* **WORK TO BE COMPLETED**
This exercise calls for the line with "Microscopy analysis: the researcher is looking for blue", the line with "Microscopy analysis: the researcher is looking for ocean", and all lines between them in the material below, output exactly and with no other lines.

* **RECORDS FOR THE TASK**
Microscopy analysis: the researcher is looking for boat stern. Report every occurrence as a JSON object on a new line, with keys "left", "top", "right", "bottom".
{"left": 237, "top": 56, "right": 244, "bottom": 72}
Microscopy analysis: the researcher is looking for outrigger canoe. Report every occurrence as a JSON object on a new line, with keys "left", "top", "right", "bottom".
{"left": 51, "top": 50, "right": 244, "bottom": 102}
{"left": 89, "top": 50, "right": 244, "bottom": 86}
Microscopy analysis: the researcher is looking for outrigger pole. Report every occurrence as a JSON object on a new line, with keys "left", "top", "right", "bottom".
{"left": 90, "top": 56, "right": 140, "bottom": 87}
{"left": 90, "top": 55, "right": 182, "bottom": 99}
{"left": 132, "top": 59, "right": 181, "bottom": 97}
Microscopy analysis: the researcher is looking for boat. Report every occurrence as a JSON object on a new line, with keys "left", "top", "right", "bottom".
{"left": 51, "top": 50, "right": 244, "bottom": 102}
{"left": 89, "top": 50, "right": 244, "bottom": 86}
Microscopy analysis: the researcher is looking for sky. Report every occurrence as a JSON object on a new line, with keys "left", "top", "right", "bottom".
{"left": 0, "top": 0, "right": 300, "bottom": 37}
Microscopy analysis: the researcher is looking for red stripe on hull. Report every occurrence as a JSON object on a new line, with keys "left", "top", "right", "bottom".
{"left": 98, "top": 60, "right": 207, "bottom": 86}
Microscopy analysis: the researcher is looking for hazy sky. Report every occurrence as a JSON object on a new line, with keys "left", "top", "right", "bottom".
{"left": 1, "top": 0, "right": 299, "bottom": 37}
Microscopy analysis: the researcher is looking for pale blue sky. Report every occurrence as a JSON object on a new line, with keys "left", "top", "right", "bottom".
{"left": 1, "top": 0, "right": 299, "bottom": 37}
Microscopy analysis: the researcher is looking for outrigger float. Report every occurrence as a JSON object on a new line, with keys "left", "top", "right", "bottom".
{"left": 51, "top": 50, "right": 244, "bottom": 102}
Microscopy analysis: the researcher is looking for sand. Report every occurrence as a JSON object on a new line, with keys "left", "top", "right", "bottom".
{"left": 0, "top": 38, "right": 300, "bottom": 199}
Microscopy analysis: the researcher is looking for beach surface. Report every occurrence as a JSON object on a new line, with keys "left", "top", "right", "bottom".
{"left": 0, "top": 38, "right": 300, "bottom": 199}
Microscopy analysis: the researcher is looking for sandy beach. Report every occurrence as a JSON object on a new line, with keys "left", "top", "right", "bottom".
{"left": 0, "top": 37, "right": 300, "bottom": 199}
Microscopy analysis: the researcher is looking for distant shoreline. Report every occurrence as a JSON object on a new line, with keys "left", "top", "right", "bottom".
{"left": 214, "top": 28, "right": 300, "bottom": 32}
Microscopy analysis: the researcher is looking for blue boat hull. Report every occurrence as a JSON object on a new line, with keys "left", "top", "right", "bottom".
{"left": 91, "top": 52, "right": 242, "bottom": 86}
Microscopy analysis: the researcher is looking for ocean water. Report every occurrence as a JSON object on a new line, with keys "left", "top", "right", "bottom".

==

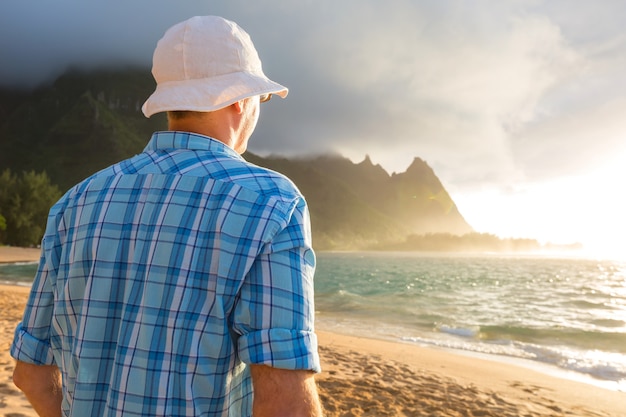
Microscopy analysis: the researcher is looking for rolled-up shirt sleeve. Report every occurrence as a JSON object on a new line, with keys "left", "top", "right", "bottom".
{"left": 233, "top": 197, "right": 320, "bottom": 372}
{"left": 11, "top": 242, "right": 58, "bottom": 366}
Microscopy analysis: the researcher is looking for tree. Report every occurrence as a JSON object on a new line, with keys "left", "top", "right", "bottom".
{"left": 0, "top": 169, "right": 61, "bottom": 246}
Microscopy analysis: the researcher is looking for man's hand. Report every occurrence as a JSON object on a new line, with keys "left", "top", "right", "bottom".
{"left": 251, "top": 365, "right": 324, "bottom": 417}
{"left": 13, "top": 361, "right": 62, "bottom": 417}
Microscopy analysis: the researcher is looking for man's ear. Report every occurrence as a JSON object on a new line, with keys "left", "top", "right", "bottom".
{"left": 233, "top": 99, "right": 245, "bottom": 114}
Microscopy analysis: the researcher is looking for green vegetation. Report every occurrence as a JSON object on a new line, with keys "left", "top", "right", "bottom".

* * *

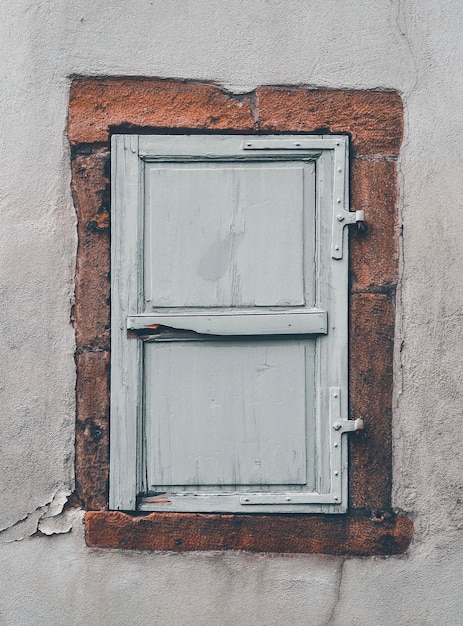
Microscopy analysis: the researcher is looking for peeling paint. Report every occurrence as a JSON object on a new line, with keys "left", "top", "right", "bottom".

* **OUTPUT OF THE TASK**
Microscopy analysis: the researcher is looking for blue boat hull. Report every occurrence as a JSON object on a new line, with keys "left", "top", "right", "bottom".
{"left": 91, "top": 52, "right": 242, "bottom": 86}
Microscopy analysis: the researcher is looking for ocean water. Report every occurrence as a JSON object on a new line, with keys "left", "top", "right", "bottom".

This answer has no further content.